### Selection
* begin *

One of the issues Hennessy singled out - finding an alternative to coal that is environmentally friendly yet cheap enough to sell to China - is at the core of PESD's Global Coal Markets platform, one of the program's four active research platforms. Richard K. Morse and others are tracking power generation in China, India, and the U.S. and finding that coal use is on the rise but the whole picture is complex due to the current world economic crisis. On the issue of climate change, David G. Victor recently proposed a new policy framework, "climate accession deals," for more successfully engaging developing nations in a post-Kyoto world.

On Feb. 12, PESD will host a public conference titled "Public Forum: How Will Global Warming Affect the World's Fuel Markets?", as part of the program's winter seminar on coal. Peter Hughes, director of Arthur D. Little's Global Energy & Utilities Division, will talk about whether natural gas is the "default climate change option." Hughes' presentation will be followed by a panel discussion with FSI Director Coit D. Blacker, Stu Dalton from EPRI, and PESD Director David Victor.

* end *

### Source records
* begin *

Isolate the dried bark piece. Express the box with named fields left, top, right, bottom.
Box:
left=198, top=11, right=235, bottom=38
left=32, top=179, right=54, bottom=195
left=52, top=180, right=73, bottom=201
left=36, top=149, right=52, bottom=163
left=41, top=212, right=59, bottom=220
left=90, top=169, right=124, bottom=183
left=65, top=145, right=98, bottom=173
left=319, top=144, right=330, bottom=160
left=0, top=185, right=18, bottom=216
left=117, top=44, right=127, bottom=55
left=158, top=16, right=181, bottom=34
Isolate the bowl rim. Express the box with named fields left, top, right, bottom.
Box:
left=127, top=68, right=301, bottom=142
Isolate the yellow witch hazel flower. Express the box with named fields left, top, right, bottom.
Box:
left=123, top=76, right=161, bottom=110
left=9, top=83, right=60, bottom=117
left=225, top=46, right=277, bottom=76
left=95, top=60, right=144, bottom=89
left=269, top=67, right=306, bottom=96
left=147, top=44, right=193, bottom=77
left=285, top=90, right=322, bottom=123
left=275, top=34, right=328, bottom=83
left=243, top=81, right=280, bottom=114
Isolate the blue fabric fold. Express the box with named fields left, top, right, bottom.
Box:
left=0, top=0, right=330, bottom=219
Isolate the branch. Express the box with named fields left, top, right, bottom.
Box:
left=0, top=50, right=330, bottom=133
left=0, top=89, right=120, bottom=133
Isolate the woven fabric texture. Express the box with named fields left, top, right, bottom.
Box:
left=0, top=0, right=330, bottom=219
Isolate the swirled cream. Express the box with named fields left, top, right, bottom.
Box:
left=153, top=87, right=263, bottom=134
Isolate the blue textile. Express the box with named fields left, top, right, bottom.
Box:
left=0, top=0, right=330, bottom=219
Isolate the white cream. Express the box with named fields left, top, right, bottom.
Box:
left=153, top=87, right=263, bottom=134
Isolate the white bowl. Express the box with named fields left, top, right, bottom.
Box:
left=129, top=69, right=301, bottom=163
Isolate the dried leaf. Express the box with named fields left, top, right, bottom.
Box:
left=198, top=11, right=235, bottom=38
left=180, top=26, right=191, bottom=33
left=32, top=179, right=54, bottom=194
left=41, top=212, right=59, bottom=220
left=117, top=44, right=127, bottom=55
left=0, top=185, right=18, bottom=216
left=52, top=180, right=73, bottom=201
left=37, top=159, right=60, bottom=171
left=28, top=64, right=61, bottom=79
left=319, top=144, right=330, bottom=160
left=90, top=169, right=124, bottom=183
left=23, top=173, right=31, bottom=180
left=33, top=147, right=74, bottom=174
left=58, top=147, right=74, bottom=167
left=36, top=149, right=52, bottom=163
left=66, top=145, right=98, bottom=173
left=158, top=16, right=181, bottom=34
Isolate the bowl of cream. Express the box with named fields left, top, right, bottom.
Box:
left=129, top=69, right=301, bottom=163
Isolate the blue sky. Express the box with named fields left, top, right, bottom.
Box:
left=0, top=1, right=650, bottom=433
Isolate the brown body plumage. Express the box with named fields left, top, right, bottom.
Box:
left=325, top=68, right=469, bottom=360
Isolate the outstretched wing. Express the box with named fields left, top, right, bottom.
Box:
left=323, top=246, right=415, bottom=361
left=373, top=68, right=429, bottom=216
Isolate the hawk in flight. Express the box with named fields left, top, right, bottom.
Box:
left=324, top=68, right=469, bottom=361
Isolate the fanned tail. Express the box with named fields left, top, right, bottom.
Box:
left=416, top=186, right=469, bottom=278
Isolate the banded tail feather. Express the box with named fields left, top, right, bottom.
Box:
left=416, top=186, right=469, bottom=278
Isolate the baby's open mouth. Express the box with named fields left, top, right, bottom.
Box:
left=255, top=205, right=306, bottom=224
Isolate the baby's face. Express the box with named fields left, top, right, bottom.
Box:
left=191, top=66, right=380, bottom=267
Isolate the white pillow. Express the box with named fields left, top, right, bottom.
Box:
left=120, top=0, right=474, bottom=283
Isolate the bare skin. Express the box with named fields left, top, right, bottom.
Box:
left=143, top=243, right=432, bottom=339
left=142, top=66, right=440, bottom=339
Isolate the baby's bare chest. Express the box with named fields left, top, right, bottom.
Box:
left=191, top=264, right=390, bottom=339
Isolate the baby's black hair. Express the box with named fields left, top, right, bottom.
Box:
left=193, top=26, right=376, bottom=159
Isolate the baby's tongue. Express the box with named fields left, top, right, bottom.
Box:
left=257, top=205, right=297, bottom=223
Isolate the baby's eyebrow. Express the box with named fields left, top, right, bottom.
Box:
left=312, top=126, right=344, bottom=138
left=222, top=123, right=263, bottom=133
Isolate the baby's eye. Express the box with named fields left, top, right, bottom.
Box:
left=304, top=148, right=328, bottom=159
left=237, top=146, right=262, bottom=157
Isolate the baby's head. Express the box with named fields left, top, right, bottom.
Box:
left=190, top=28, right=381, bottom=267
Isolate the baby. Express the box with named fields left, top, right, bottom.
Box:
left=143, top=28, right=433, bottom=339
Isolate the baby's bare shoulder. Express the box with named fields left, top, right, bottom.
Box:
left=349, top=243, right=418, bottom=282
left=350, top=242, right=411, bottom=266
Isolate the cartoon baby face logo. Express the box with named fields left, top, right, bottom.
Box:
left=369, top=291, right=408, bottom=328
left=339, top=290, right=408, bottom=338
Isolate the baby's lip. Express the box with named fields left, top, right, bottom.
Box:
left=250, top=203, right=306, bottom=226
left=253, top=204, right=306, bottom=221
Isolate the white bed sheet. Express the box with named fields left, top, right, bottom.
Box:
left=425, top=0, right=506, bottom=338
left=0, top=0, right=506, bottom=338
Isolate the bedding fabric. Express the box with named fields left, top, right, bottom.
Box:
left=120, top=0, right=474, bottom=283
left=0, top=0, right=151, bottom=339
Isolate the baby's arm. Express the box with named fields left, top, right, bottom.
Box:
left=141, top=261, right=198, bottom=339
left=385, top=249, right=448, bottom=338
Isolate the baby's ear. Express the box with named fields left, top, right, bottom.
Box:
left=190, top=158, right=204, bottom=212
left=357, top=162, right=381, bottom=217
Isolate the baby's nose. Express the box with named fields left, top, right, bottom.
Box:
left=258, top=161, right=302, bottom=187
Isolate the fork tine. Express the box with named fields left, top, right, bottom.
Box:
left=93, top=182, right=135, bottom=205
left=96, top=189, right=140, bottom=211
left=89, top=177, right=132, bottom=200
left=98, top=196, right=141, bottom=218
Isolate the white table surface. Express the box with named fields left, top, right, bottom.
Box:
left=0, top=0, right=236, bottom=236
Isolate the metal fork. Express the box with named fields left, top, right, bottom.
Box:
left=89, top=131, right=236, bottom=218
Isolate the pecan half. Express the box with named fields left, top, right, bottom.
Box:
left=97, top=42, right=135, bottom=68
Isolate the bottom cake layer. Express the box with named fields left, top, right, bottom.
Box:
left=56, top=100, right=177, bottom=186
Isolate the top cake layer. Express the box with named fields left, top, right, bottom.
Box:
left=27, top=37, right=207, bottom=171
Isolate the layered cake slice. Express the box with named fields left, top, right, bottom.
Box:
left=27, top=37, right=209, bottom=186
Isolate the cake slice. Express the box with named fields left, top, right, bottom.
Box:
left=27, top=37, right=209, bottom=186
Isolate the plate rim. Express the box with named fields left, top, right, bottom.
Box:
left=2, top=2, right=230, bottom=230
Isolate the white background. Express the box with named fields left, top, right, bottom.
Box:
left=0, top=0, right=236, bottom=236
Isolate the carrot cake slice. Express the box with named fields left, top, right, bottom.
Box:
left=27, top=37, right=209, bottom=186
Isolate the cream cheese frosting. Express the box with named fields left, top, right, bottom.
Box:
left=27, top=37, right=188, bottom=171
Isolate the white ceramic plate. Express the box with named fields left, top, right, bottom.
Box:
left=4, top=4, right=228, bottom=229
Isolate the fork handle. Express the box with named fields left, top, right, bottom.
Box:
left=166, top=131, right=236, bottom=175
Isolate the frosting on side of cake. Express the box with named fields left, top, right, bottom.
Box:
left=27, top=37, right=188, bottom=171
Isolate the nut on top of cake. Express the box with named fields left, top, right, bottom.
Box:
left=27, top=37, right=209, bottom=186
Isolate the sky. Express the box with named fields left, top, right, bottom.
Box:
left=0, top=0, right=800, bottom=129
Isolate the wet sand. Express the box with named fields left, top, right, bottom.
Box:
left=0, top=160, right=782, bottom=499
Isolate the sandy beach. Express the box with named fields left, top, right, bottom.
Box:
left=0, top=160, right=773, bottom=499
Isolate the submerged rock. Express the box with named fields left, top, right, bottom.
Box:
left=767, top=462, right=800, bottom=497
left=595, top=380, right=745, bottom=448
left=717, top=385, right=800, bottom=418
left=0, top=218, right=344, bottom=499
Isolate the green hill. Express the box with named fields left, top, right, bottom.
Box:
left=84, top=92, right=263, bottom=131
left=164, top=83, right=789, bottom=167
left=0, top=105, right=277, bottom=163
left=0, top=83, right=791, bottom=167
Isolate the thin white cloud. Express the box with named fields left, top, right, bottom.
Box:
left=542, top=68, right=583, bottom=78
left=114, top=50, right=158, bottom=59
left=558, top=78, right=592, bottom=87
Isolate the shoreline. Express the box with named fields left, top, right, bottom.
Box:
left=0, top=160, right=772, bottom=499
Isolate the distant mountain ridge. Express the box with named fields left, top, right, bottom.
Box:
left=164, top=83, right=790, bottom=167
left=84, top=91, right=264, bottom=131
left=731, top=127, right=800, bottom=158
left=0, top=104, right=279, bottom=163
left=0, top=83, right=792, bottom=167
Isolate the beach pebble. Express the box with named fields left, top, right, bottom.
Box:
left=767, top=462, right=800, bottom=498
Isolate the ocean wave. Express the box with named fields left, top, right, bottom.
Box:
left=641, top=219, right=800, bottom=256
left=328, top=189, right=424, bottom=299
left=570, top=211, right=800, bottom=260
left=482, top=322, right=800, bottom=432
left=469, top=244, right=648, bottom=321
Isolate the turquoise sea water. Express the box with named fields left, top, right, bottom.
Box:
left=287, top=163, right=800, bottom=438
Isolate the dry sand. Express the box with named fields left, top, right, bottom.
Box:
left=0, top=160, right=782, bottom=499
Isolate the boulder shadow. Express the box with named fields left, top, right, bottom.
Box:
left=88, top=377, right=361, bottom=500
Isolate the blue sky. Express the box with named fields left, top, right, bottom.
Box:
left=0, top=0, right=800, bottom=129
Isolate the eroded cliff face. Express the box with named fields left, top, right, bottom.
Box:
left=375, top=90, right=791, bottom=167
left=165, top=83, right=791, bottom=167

* end *

Restate the part of the PESD coal research passage that opens with "One of the issues" and closes with "a post-Kyoto world.", swapping "developing nations" for "emerging economies".

One of the issues Hennessy singled out - finding an alternative to coal that is environmentally friendly yet cheap enough to sell to China - is at the core of PESD's Global Coal Markets platform, one of the program's four active research platforms. Richard K. Morse and others are tracking power generation in China, India, and the U.S. and finding that coal use is on the rise but the whole picture is complex due to the current world economic crisis. On the issue of climate change, David G. Victor recently proposed a new policy framework, "climate accession deals," for more successfully engaging emerging economies in a post-Kyoto world.